→ **Supplied text**

# # #

EDWARD M. CHEN, District Judge.
On April 21, 2016, Plaintiffs in O'Connor v. Uber Technologies and Yucesoy v. Uber Technologies moved for preliminary approval of a class settlement. Plaintiffs also filed an administrative motion to file under seal the unredacted versions of Plaintiffs' motion for preliminary approval, the declaration of Plaintiffs' counsel, and the Class Settlement and Release. See Case No. 13-3826-EMC, Docket No. 516. Uber then filed a memorandum in support of the administrative motion to file under seal, arguing that the redacted information pertained to Uber's trade secrets, i.e., the miles driven "on app," gross fares, and Uber's Service Fees on those gross fares. See Case No. 13-3826-EMC, Docket No. 523 at 1. Uber also seeks to file under seal information on Uber's most recent valuation and the number of class member opt-outs that would trigger Uber's option to rescind and revoke the settlement. Id. at 4.
Federal Rule of Civil Procedure 23(e) requires that the claims of a certified class "may be settled, voluntarily dismissed, or compromised only with the court's approval." The purpose of this rule "is to protect the unnamed members of the class from unjust or unfair settlements affecting their rights." In re Syncor ERISA Litig., 516 F.3d 1095, 1100 (9th Cir. 2008). Accordingly, before a court approves a settlement, it must conclude that the settlement is "fundamentally fair, adequate, and reasonable." In re Heritage Bond Litig., 546 F.3d 667, 674-75 (9th Cir. 2008); see also In re Bluetooth Headset Products Liability Litig., 654 F.3d 935, 946 (9th Cir. 2011). This inquiry requires that a court balance factors such as the strength of the plaintiffs' case, the risk and expense of further litigation, the risk of maintaining class action status, the amount offered in settlement, the extent of discovery completed and the stage of the proceedings, the experience and views of counsel, the presence of a government participant, and the reaction of the class members to the proposed settlement). See Churchill Village, L.L.C. v. Gen. Elec., 361 F.3d 566, 575 (9th Cir. 2004) (listing factors to determine fairness and adequacy).

# # #

→ **Data provided**
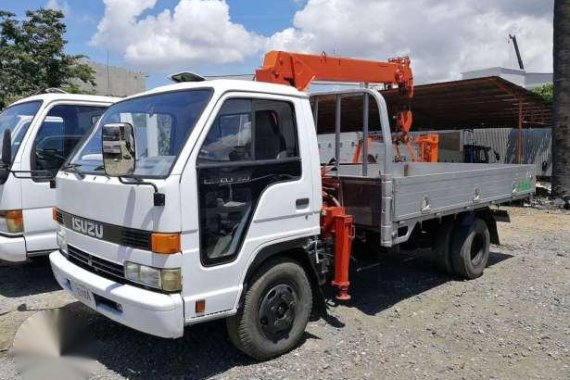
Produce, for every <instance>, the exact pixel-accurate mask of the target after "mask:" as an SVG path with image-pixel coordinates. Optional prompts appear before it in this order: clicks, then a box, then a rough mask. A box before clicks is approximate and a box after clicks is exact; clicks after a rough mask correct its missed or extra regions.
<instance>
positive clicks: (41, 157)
mask: <svg viewBox="0 0 570 380" xmlns="http://www.w3.org/2000/svg"><path fill="white" fill-rule="evenodd" d="M105 109H106V107H103V106H100V105H71V104H58V105H54V106H53V107H52V108H51V109H50V110H49V111H48V114H47V115H46V117H45V118H44V119H43V120H42V123H41V125H40V126H39V128H38V129H37V132H36V133H35V136H33V137H31V139H29V140H28V141H29V142H28V144H31V145H30V149H29V152H30V153H29V159H30V169H31V178H30V179H23V180H22V181H23V182H22V199H23V201H22V205H23V210H24V211H23V213H24V235H25V237H26V249H27V251H28V252H29V253H30V252H31V253H33V252H41V251H46V250H51V249H55V248H56V242H55V236H54V233H53V231H54V228H55V226H54V224H53V221H52V220H51V208H52V207H53V206H54V204H55V189H50V186H49V179H46V178H45V174H47V173H49V174H51V175H54V176H55V174H56V173H57V171H58V170H59V168H60V167H61V166H62V165H63V163H64V162H65V160H66V159H67V157H68V156H69V154H70V153H71V152H72V151H73V149H74V148H75V146H76V145H77V143H78V142H79V141H80V140H81V139H82V138H83V136H84V135H85V134H86V133H87V132H89V130H90V129H91V128H92V126H93V125H94V123H95V122H96V121H97V120H98V118H99V117H100V116H101V115H102V114H103V112H105ZM30 141H31V143H30ZM78 196H83V195H82V194H78Z"/></svg>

# # #

→ **Questions**
1. In the court order on the Uber settlement, on what date did the plaintiffs move for preliminary approval of a class settlement?
2. List every factor that the court order on the Uber settlement says a court must balance when deciding whether a settlement is fair, adequate, and reasonable.
3. Write the next part of the court order on the Uber settlement, picking up right after its last sentence.

→ **Expected outputs**
1. April 21, 2016.

2.
- the strength of the plaintiffs' case
- the risk and expense of further litigation
- the risk of maintaining class action status
- the amount offered in settlement
- the extent of discovery completed and the stage of the proceedings
- the experience and views of counsel
- the presence of a government participant
- the reaction of the class members to the proposed settlement

3.
At the preliminary approval stage, this Court considers if the settlement: (1) appears to be the product of serious, informed, non-collusive negotiations; (2) has no obvious deficiencies; (3) does not improperly grant preferential treatment to class representatives or segments of the class; and (4) falls within the range of possible approval. Harris v. Vector Mktng. Corp., Case No. C-08-5198-EMC, 2011 WL 1627973, at *7 (N.D. Cal. Apr. 29, 2011). In considering whether the settlement falls within the range of possible approval, "courts primarily consider plaintiffs' expected recovery balanced against the value of the settlement offer." Vasquez v. Coast Valley Roofing, Inc., 670 F.Supp.2d 1114, 1125 (E.D. Cal. 2009); see also Cotter v. Lyft, Inc., Case No. 13-cv-4065-VC, ___ F. Supp. 3d ___, 2016 WL 1394236, at *4 ("In determining whether the proposed settlement falls within the range of reasonableness, perhaps the most important factor to consider is plaintiffs' expected recovery balanced against the value of the settlement offer") (N.D. Cal. Apr. 7, 2016) (internal quotation omitted).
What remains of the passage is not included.